++++ Given records

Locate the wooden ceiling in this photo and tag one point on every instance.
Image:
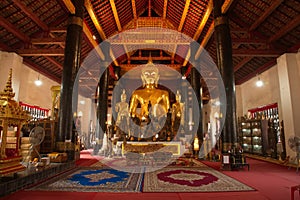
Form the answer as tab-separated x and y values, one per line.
261	30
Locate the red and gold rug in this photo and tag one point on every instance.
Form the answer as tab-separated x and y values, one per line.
193	179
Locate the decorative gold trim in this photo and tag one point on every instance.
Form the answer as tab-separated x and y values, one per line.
220	20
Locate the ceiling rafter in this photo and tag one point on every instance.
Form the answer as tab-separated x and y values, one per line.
292	24
257	52
204	20
56	40
225	7
242	63
165	9
55	62
31	15
185	11
41	52
11	28
258	71
86	30
267	12
40	70
133	9
115	12
91	12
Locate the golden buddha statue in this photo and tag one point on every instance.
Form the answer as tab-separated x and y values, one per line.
123	113
177	113
154	102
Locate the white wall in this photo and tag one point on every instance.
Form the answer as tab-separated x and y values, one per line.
23	81
250	96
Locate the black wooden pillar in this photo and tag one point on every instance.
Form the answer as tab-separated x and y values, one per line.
65	137
224	56
102	97
196	85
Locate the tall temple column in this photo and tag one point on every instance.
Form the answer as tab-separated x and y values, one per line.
196	85
102	97
224	57
289	79
65	136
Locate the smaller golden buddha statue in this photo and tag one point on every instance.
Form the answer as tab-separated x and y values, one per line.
123	113
153	101
177	113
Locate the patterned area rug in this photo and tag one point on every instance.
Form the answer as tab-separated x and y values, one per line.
90	179
194	179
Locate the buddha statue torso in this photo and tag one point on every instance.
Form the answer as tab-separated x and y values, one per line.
157	98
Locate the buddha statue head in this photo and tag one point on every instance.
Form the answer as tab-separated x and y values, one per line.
123	96
150	75
178	96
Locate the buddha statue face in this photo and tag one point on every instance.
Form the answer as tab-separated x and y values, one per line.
150	75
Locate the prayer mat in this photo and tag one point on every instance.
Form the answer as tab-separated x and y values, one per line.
91	179
183	179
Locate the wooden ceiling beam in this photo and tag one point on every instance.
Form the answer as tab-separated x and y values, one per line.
267	12
86	30
31	15
287	28
11	28
41	52
248	41
57	40
242	63
165	9
57	30
257	52
153	58
225	7
185	11
133	9
94	19
41	70
204	20
258	71
127	67
115	12
55	62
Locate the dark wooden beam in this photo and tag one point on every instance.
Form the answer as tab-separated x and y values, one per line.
11	28
31	15
267	12
257	52
153	58
55	62
263	68
57	30
41	52
248	41
41	70
57	40
242	63
287	28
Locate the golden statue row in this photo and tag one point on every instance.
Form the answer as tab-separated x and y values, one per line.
149	107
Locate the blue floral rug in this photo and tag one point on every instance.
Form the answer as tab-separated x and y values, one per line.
90	179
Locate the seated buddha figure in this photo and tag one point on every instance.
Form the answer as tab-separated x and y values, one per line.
154	102
177	113
123	113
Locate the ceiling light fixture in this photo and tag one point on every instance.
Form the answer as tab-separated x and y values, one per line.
259	83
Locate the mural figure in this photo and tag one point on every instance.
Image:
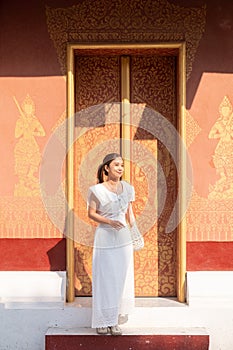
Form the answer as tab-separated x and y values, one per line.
27	153
223	155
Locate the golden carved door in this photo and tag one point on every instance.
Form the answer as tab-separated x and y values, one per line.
99	82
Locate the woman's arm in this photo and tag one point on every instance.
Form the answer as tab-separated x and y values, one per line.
92	214
130	215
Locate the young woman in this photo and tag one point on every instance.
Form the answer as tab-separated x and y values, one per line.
109	204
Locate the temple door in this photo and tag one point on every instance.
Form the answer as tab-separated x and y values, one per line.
100	87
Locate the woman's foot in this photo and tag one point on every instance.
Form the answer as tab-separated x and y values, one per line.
102	330
115	330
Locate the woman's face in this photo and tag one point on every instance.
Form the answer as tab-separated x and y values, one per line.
115	168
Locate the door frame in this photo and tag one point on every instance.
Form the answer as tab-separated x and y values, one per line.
181	128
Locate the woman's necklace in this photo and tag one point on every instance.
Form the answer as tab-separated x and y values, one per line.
113	188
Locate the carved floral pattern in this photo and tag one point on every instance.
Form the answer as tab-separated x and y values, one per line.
128	21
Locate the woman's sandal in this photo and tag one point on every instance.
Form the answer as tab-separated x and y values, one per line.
115	330
102	330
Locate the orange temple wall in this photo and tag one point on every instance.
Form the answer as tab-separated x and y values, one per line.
32	77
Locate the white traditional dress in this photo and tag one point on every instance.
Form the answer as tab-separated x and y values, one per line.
112	266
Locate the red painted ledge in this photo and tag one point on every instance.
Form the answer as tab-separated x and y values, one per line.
126	342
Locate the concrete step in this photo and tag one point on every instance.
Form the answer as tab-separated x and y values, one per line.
132	339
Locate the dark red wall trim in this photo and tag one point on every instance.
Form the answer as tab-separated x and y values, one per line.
33	254
209	256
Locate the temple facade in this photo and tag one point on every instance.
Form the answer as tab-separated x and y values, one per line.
152	80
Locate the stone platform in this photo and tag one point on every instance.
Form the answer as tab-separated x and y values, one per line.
132	339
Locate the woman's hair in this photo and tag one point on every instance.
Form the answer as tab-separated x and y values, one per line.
106	161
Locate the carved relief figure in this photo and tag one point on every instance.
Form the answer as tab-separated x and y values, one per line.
223	155
27	153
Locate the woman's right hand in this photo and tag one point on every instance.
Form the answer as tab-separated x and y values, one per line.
116	224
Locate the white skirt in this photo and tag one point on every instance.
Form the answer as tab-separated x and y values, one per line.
112	276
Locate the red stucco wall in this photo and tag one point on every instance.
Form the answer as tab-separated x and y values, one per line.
29	65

++++++++

■ Task prompt
Which lines of the records hold the string "carved"? Copy each one.

■ Answer for this exercise
Locate the golden carved door in this photo and tag one point on every instance.
Locate the carved floral pattern in this photo and tag one point on every instance.
Locate the carved relief figure in this photo and tag one point on every instance.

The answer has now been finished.